The tasks.
1. In the piece on the West Florida Rebellion, what banner replaced the Spanish flag after Fort San Carlos was captured?
2. Resume the account of the West Florida Rebellion from its final sentence and carry it forward.

Text extract.
Revolutions come in all shapes and sizes, but the West Florida Rebellion holds the record as the shortest. In less than one minute it was over, setting in motion a chain of events that would transform the United States into a continental and, eventually, world power.
The nation’s expansion had begun seven years earlier, when President Thomas Jefferson purchased the Louisiana Territory from France. But Spain, which had ceded the territory to Napoleon, maintained that it did not include the area known as West Florida, which stretched from the Perdido River across southern Alabama, Mississippi and Louisiana to the Mississippi River. For its part, the United States believed West Florida was its own, but rather than risk confrontation and war, Jefferson and his successor James Madison allowed Spain to administer it until an opportunity arose.
Things were peaceful until 1808, when Spain appointed Col. Charles Delassus as governor. The inefficiency and corruption of officials under him threatened the prosperity of American colonists in West Florida, who presented demands for political reform. Delassus pretended to go along, while secretly plotting to arrest the ringleaders.
Learning of Delassus’ duplicity, the Americanos struck first. After capturing Fort San Carlos, they declared the Republic of West Florida, replacing the Spanish flag with their banner—a white star on a field of blue. Some derided what one U.S. newspaper editor called “the little mimick Revolution,” but President Madison knew that his strategy of passive expansionism had evicted Spain at no expense to the United States.
On December 10, 1810, the Republic of West Florida’s lone star came down and the Stars and Stripes took its place. For the first time, the United States had acquired significant territory from another sovereignty without war or compensation.
It didn’t take long for other territories to follow West Florida’s example. In 1835-36, Texas rose in revolt against Mexico, fighting under West Florida’s lone star flag and voluntarily submitting to U.S. annexation in 1845. (The five-point star had emerged as a symbol of enlightenment and defiance against tyranny—and would remain a motif for the flag of the Texas Republic.)
A year later at Sonoma, a small band of American and Mexican settlers declared the California Republic. The subsequent revolt against local authorities lasted 26 days before the United States took over. In the ensuing war with Mexico, the United States acquired all of California and most or all of Colorado, Nevada, New Mexico, Arizona, Wyoming, Utah and Oklahoma.
While much has been written about the U.S.-Mexican War, the event that started it all, the 1810 revolution, has largely been viewed as a footnote. As a historian, it became clear to me that there was more at work here than a small band of unruly, land-hungry American colonists. West Florida became the template for Manifest Destiny—a near-perfect embodiment of the men and forces that would propel Americans across their continent."

Point-annotated data:

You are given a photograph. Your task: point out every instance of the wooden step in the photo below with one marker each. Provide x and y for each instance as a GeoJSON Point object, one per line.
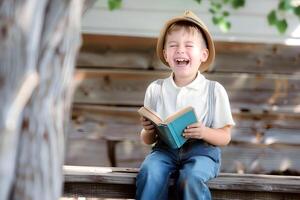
{"type": "Point", "coordinates": [107, 182]}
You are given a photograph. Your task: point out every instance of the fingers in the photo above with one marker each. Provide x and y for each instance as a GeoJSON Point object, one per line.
{"type": "Point", "coordinates": [148, 126]}
{"type": "Point", "coordinates": [194, 131]}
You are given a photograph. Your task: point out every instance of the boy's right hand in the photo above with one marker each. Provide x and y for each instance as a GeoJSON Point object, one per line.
{"type": "Point", "coordinates": [147, 125]}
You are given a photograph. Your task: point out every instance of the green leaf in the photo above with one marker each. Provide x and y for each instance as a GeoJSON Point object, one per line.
{"type": "Point", "coordinates": [284, 5]}
{"type": "Point", "coordinates": [224, 26]}
{"type": "Point", "coordinates": [226, 13]}
{"type": "Point", "coordinates": [114, 4]}
{"type": "Point", "coordinates": [216, 20]}
{"type": "Point", "coordinates": [237, 3]}
{"type": "Point", "coordinates": [216, 6]}
{"type": "Point", "coordinates": [272, 18]}
{"type": "Point", "coordinates": [212, 11]}
{"type": "Point", "coordinates": [297, 11]}
{"type": "Point", "coordinates": [281, 26]}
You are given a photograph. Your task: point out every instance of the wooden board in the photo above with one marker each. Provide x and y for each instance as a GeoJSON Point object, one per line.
{"type": "Point", "coordinates": [115, 183]}
{"type": "Point", "coordinates": [257, 145]}
{"type": "Point", "coordinates": [252, 92]}
{"type": "Point", "coordinates": [100, 51]}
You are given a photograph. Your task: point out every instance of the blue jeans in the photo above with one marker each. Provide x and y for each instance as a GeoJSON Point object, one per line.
{"type": "Point", "coordinates": [193, 171]}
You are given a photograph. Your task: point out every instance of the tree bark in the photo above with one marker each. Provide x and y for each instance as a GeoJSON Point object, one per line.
{"type": "Point", "coordinates": [39, 40]}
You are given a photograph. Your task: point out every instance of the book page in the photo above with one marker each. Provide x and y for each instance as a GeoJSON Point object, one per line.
{"type": "Point", "coordinates": [177, 114]}
{"type": "Point", "coordinates": [150, 114]}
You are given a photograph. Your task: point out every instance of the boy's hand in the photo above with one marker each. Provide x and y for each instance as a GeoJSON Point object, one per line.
{"type": "Point", "coordinates": [147, 125]}
{"type": "Point", "coordinates": [195, 131]}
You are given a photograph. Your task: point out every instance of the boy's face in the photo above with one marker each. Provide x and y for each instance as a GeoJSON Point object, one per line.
{"type": "Point", "coordinates": [184, 53]}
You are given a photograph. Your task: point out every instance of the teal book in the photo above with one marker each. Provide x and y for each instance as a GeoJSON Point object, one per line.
{"type": "Point", "coordinates": [171, 129]}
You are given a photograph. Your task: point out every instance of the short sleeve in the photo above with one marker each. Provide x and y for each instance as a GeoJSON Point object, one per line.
{"type": "Point", "coordinates": [150, 95]}
{"type": "Point", "coordinates": [223, 115]}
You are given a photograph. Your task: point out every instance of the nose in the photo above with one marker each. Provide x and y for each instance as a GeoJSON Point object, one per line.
{"type": "Point", "coordinates": [180, 49]}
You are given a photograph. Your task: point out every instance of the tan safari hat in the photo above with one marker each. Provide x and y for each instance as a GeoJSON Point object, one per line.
{"type": "Point", "coordinates": [190, 17]}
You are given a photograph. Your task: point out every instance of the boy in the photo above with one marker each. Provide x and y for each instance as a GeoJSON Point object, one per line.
{"type": "Point", "coordinates": [186, 46]}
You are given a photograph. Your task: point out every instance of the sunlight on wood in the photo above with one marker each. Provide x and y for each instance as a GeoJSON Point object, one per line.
{"type": "Point", "coordinates": [81, 169]}
{"type": "Point", "coordinates": [285, 164]}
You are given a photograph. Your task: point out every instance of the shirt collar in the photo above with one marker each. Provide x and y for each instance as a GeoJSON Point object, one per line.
{"type": "Point", "coordinates": [195, 84]}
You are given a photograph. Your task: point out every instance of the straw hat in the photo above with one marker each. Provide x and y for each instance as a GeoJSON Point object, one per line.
{"type": "Point", "coordinates": [190, 17]}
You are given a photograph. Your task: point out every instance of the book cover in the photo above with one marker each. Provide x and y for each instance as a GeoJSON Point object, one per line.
{"type": "Point", "coordinates": [171, 129]}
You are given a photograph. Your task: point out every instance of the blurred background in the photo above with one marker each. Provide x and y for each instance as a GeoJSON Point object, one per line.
{"type": "Point", "coordinates": [258, 66]}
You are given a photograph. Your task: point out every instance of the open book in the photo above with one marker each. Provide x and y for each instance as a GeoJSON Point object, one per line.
{"type": "Point", "coordinates": [171, 129]}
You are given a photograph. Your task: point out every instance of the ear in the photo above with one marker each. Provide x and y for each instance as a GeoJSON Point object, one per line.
{"type": "Point", "coordinates": [204, 55]}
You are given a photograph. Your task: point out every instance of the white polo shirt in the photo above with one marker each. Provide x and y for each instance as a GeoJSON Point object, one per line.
{"type": "Point", "coordinates": [167, 98]}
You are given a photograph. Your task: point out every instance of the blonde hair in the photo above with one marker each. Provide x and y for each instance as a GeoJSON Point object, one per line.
{"type": "Point", "coordinates": [189, 28]}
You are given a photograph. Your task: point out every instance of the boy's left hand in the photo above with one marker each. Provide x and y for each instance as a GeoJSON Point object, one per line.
{"type": "Point", "coordinates": [196, 131]}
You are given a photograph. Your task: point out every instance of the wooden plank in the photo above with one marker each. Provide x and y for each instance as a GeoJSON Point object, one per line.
{"type": "Point", "coordinates": [147, 21]}
{"type": "Point", "coordinates": [257, 158]}
{"type": "Point", "coordinates": [137, 52]}
{"type": "Point", "coordinates": [257, 145]}
{"type": "Point", "coordinates": [123, 123]}
{"type": "Point", "coordinates": [127, 87]}
{"type": "Point", "coordinates": [104, 182]}
{"type": "Point", "coordinates": [129, 60]}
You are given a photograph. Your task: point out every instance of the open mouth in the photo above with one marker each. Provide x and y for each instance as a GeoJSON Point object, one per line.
{"type": "Point", "coordinates": [182, 61]}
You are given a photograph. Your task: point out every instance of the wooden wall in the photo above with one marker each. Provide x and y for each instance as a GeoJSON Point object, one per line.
{"type": "Point", "coordinates": [262, 81]}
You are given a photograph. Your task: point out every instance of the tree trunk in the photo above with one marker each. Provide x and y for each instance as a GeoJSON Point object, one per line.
{"type": "Point", "coordinates": [39, 40]}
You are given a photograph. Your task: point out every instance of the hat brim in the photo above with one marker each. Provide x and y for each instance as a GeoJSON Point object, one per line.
{"type": "Point", "coordinates": [195, 20]}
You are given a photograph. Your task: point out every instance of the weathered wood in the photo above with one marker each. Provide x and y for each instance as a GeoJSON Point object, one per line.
{"type": "Point", "coordinates": [120, 183]}
{"type": "Point", "coordinates": [127, 87]}
{"type": "Point", "coordinates": [38, 44]}
{"type": "Point", "coordinates": [230, 56]}
{"type": "Point", "coordinates": [261, 142]}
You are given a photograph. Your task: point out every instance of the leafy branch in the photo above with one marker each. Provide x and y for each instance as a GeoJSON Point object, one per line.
{"type": "Point", "coordinates": [277, 18]}
{"type": "Point", "coordinates": [220, 12]}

Final results.
1. A white star on a field of blue.

2.
By William C. Davis, Smithsonian Magazine, May 2013
Jeff in CA (talk) 18:26, 28 June 2015 (UTC)[reply]

The above contradicts the statement "The Pearl River with its branch that flowed into The Rigolets formed the eastern boundary of the republic." in the article. John W. Nicholson (talk) 23:28, 2 May 2016 (UTC)[reply]

The Mobile and Pensacola Districts of the Spanish Province of West Florida did not form part of the Republic of West Florida. An expedition that the Republic sent to capture Mobile ended in failure to dislodge the Spanish force there. Only the districts to the west of the Pearl were part of the Republic. Jeff in CA (talk) 01:05, 4 May 2016 (UTC)[reply]
And that contradicts the Lumberton, MS Historical Marker https://www.stoppingpoints.com/mississippi/Lamar/Old+West+Florida+%28Lamar%29.html. John W. Nicholson (talk)

http://www.mississippimarkers.com/uploads/6/1/1/7/6117286/7455133.jpg John W. Nicholson (talk)

1806 John Cary map shows West Florida (including Pensacola, which was not part of the U.S. claim) in the hands of Spain, separate from the U.S.-held Louisiana Purchase.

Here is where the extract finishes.